▸ **Selected text**

Then we will fsck, fix, or kill the server responsible. This bacup should have been moving clients off this system jan 6th, right after troubleshooting took more than a few hours to discover the disk.


Jan 8, 10. I dont get this part, can you send me the notices or tickets related to this. either they started a backup or didnt, Idont know how or why one would be announced 8th and not start til 10th, my guess is it it started on the 8th, you just didnt get the notification followups til the 10th. either way I would like to see what was done and said, and lets face it, this system should have been back up on the 6th, so we're well past any point of time frame any of us, you , me, managers, techs, should accept.

Jan 11-16: 5 days restore, is dismal. something being fixed right now, but thats just sad and dismal. I have no excuse, only apologies and shame.

that should have been the end of the story. I dont know why or how you ended up with corrupt data, I hate to sling a finger at r1, but its been known to do that, ask any host. It doesnt make it any better.

▸ **Data listing**

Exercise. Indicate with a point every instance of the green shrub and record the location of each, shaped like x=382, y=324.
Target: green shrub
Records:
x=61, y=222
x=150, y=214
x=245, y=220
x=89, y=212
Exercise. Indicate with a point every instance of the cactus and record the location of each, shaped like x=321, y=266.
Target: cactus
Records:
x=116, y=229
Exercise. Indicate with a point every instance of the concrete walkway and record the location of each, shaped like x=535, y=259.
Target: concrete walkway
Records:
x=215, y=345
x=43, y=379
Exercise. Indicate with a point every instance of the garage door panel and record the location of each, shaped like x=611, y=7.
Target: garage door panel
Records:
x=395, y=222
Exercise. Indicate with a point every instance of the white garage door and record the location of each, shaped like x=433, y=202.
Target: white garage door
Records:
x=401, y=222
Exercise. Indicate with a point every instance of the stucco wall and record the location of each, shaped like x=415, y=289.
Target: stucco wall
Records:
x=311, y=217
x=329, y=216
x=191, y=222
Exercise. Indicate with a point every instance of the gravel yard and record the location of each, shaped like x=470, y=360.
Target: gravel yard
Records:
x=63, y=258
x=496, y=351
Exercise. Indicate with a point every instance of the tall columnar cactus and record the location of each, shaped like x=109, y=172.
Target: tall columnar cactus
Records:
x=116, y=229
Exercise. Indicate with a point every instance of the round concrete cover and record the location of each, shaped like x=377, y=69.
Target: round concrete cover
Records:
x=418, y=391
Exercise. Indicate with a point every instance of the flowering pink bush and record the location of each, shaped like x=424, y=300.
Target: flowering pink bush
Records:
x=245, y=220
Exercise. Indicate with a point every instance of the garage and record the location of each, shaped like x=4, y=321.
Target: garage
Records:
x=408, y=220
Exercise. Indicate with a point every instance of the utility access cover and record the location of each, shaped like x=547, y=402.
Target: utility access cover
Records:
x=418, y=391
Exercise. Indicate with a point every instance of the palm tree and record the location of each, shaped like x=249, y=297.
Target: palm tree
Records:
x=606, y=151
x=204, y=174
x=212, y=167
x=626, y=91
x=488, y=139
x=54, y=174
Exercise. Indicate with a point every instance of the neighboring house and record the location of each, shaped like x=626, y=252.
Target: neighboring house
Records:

▸ **Requests**
(A) Extract the passage of the server restore post from "Then we will" to "apologies and shame.".
(B) For each of the following statements, state whether it agrees with the server restore post, answering yes or no and quoting the words of the post that decide it: (i) The writer describes the five-day restore as dismal. (ii) The writer asks to be sent the notices or tickets related to the backup. (iii) The writer says the system should have been back up on the 10th.
(C) Continue the server restore post from its final sentence.

▸ **Results of the exercise**
(A)
Then we will fsck, fix, or kill the server responsible. This bacup should have been moving clients off this system jan 6th, right after troubleshooting took more than a few hours to discover the disk.


Jan 8, 10. I dont get this part, can you send me the notices or tickets related to this. either they started a backup or didnt, Idont know how or why one would be announced 8th and not start til 10th, my guess is it it started on the 8th, you just didnt get the notification followups til the 10th. either way I would like to see what was done and said, and lets face it, this system should have been back up on the 6th, so we're well past any point of time frame any of us, you , me, managers, techs, should accept.

Jan 11-16: 5 days restore, is dismal. something being fixed right now, but thats just sad and dismal. I have no excuse, only apologies and shame.

(B)
(i) Yes: "Jan 11-16: 5 days restore, is dismal."
(ii) Yes: "can you send me the notices or tickets related to this"
(iii) No: "this system should have been back up on the 6th"

(C)
This is also why we tried a big push for clients to buy backup service, the ones that did had their systems restored in hours on other nodes. We aren't hearing from them in this thread, it was a non issue. Why in this day and age anyone would simply not do some second level of backup instead of just relying on the full system restores is beyond me. For 14yrs our backup sla hasnt changed, we do backups for ourselves, to restore our clients and not lose an account. And yes if you need youcan get a file from it, but running a business and not forking up $5 for a backup to sleep at night and avoid problems is beyond me.

It doesn't excuse our failure in this long restore. i'm sure my techs cursed as loud as you did when they saw the data corrupt. If there's a ray of light to take from this, the new v5 can check for corruption better, manage it, backup and rsotre cpanel sides, mysql parts, and again let you even as a vps client get in there and manage the data if you want to do your own restore. We're working rpaidly with idera to complete this deployment. The sacrifice is they gave up compression for speed, which is fine. what you dont know is that 50% more diskspace now needed, amounts to Petabytes here, and we're covering those costs, not passing them on. but you normally won't hear about that stuff either.

2013-01-18 : I'm beyond sorry, and apologies seem rather useless at this stage. Zach or Chris will be along to comment.
Jag@
Again thanks for having good feelings for me or for your clients but now the time is flying and I will request you to handle my issue and not only handle but solve ASAP because I don't want anymore.
Moreover, I am sending the longest ticket # (With 81 replies) since this happened. I will be waiting for updates.

Posted by ckpeter, 01-18-2013, 01:07 PM
Jag, thanks for stopping by with information.

At the moment, my VPS has not been restored.

I generally don't like to complain loudly, or make lots of noise. I am a service provider myself, and I know how bad things can happen to even the best host.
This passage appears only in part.